**What you should do:** The count of lines below that include the string "leaf" is the whole answer; write it alone.

**Exercise material:**
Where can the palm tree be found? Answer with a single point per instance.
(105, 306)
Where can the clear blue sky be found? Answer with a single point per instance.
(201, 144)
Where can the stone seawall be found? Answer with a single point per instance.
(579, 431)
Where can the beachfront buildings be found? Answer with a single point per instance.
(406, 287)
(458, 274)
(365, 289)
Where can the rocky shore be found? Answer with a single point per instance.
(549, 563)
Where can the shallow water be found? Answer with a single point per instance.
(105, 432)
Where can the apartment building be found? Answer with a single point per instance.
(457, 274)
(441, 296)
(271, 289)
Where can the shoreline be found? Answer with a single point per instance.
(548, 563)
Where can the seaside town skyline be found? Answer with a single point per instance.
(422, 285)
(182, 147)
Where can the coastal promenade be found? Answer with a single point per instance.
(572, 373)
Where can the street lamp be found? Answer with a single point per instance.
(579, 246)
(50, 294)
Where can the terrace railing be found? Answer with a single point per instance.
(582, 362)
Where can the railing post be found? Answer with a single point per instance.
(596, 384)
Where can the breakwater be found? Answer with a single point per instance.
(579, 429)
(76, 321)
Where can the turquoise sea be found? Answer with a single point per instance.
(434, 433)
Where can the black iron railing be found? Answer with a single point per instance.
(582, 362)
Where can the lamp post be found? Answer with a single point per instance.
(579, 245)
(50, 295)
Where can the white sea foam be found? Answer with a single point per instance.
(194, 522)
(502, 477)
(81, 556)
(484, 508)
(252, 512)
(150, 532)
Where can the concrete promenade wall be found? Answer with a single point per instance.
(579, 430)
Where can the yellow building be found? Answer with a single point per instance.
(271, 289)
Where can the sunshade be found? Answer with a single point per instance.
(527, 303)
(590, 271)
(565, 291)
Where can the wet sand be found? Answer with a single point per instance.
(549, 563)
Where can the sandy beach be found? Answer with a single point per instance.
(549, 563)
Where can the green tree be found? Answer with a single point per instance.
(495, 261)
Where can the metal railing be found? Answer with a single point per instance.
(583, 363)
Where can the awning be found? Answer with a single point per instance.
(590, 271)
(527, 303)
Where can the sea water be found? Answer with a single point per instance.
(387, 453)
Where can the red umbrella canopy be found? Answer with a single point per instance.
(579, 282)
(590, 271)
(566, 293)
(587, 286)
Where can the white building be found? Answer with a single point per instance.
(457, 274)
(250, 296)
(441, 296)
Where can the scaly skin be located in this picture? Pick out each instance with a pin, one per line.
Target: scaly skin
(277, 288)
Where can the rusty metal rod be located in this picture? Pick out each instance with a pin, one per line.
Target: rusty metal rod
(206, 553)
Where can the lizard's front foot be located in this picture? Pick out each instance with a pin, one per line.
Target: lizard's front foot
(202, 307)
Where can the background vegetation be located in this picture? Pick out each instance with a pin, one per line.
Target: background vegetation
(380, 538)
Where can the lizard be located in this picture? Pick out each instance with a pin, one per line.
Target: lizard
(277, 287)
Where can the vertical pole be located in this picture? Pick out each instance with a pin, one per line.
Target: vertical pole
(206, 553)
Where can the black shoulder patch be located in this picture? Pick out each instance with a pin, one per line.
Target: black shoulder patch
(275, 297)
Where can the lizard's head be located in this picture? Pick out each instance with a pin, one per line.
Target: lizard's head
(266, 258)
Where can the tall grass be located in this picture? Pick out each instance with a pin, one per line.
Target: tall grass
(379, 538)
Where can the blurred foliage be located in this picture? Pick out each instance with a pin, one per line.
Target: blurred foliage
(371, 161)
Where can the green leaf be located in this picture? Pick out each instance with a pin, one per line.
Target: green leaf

**Output:** 2